[Data — start]
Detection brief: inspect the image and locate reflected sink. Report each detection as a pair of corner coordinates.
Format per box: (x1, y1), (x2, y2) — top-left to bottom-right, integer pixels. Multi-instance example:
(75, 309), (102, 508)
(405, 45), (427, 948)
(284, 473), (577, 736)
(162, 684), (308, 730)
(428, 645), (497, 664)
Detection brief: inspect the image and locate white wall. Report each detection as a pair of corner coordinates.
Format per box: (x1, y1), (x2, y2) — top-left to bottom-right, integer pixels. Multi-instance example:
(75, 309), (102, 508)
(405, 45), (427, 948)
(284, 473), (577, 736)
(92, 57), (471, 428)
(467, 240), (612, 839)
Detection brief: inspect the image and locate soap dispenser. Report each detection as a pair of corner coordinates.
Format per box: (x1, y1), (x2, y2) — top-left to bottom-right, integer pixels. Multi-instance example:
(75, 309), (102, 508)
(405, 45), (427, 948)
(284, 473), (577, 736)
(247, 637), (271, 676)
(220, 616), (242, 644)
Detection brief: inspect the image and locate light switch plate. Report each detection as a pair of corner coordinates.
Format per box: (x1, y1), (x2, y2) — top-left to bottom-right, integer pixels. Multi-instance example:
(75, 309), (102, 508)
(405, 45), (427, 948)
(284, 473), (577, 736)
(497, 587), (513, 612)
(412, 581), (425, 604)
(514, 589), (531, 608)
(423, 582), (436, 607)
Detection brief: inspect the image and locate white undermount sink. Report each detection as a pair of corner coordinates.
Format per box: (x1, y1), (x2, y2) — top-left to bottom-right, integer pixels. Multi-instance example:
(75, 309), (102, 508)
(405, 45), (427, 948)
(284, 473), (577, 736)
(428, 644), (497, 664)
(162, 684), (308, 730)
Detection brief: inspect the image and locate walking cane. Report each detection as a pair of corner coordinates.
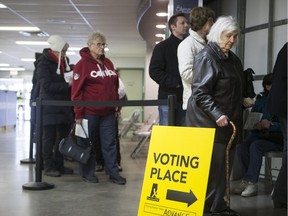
[Data — finish]
■ Work task: Retype the entries above word for word, minus any images.

■ Result for this task:
Detection brief: inspect the image and locate reflected sink. Report each detection as a pair of corner coordinates.
Format per box: (x1, y1), (x2, y2) — top-left to bottom-right, integer pixels. Multi-instance example:
(75, 309), (102, 508)
(405, 45), (427, 948)
(284, 473), (577, 736)
(162, 684), (308, 730)
(428, 645), (497, 664)
Detection brief: inspect the image and locate white wall. Report each detection as a pair of corner coordinates.
Format per box: (x1, y1), (x2, y2) — top-left to bottom-right, integer pixels. Multi-instance example:
(75, 309), (102, 508)
(405, 45), (427, 948)
(284, 473), (577, 736)
(92, 57), (471, 428)
(467, 240), (612, 839)
Detection brief: inspect the image and locate soap dispenser. Report each detection as a pair of corner coordinates.
Format per box: (x1, y1), (x2, y2) — top-left to bottom-right, integer pixels. Multi-instance example:
(75, 309), (102, 508)
(405, 45), (427, 948)
(284, 473), (577, 736)
(247, 637), (271, 676)
(220, 616), (242, 644)
Detection brief: inspect the image and locate light switch plate. Report each detection as a pair of corner coordinates.
Format per box: (x1, y1), (x2, y2) — top-left to bottom-right, integer pixels. Multi-instance example:
(75, 309), (102, 508)
(405, 45), (427, 948)
(284, 473), (577, 736)
(497, 587), (513, 612)
(412, 581), (425, 604)
(514, 589), (531, 608)
(423, 582), (436, 607)
Detection brief: inspect the image and locate white undermount sink. Report each detection as a pair of corner coordinates.
Format per box: (x1, y1), (x2, y2) — top-left to bottom-right, integer pixels. Multi-instance example:
(75, 309), (102, 508)
(405, 45), (427, 948)
(284, 473), (577, 736)
(428, 644), (497, 664)
(162, 684), (308, 730)
Detection brief: inspect the image and locate walking cane. Report each detection as a pair of corner coordinates.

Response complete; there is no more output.